Problem details: Arrange the lines below as a numbered list, leaving out any blank lines.

Saved entries
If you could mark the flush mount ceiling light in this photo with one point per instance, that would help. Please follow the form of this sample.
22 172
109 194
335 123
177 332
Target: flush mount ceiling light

Task output:
1. If you could mark the flush mount ceiling light in this photo with one point per instance, that would help. Please follow the form of this sample.
2. 22 172
3. 109 194
4. 335 123
5. 177 332
6. Target: flush mount ceiling light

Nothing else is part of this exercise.